* [AIM OF THE TASK] Copy each line from the records below in which the word "group" is found.

(Source records)
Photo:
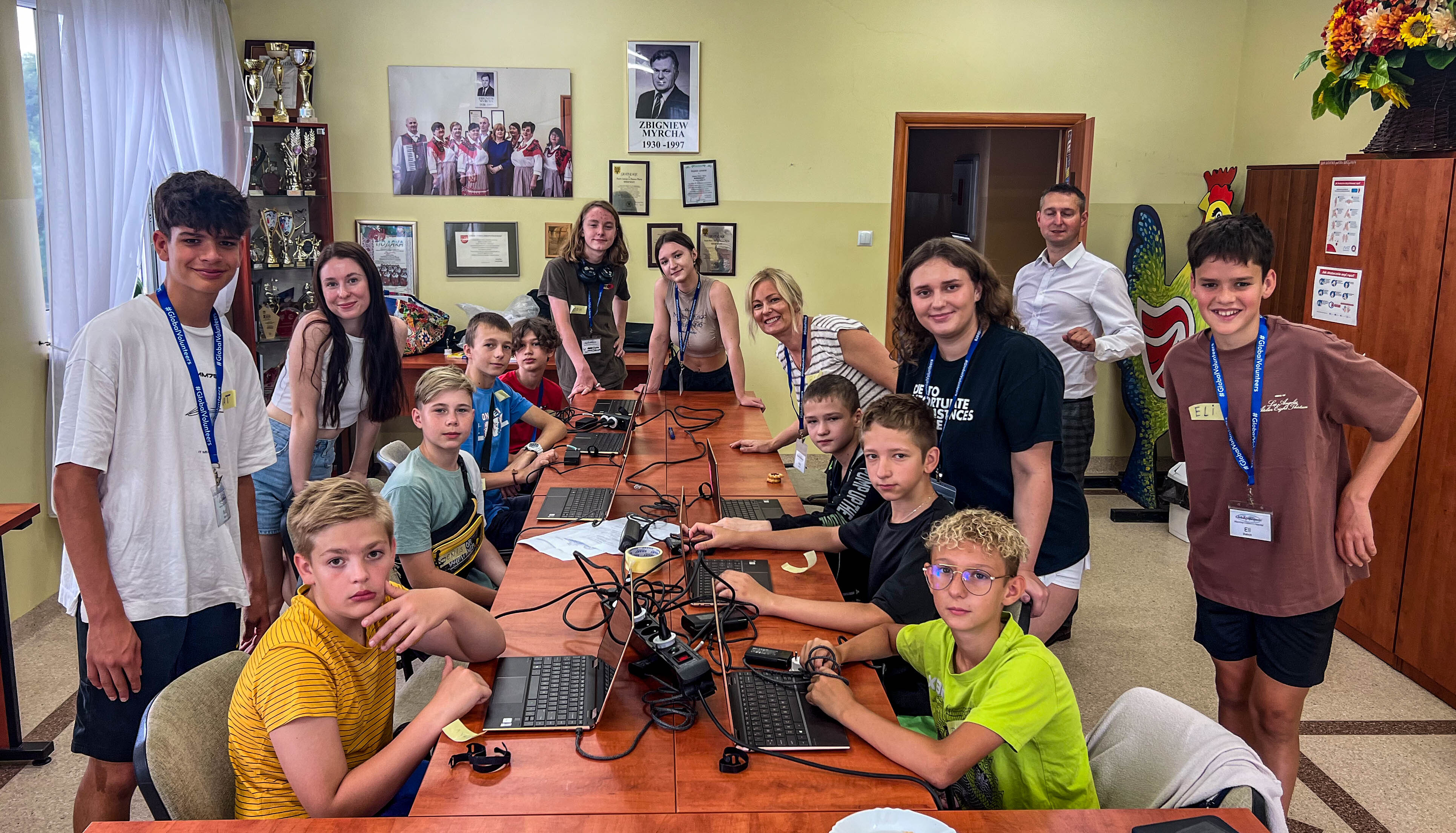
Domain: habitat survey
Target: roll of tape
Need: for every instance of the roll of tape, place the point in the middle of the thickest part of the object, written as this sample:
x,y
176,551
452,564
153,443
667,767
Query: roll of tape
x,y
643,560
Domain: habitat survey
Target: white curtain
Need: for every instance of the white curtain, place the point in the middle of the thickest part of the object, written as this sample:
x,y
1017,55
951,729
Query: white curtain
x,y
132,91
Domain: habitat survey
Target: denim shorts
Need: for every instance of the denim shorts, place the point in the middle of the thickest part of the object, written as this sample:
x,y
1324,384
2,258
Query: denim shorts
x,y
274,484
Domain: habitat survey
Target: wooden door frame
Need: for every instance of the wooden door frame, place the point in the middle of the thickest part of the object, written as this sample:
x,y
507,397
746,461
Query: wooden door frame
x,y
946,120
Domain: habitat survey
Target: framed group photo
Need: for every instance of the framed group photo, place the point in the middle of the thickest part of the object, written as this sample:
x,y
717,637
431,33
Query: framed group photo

* [RESULT OF THE TASK]
Target: framed group photo
Need: for every instance of the framed group photo, place the point in the middle of the thickest part of the object, written as this sample:
Query: framed group photo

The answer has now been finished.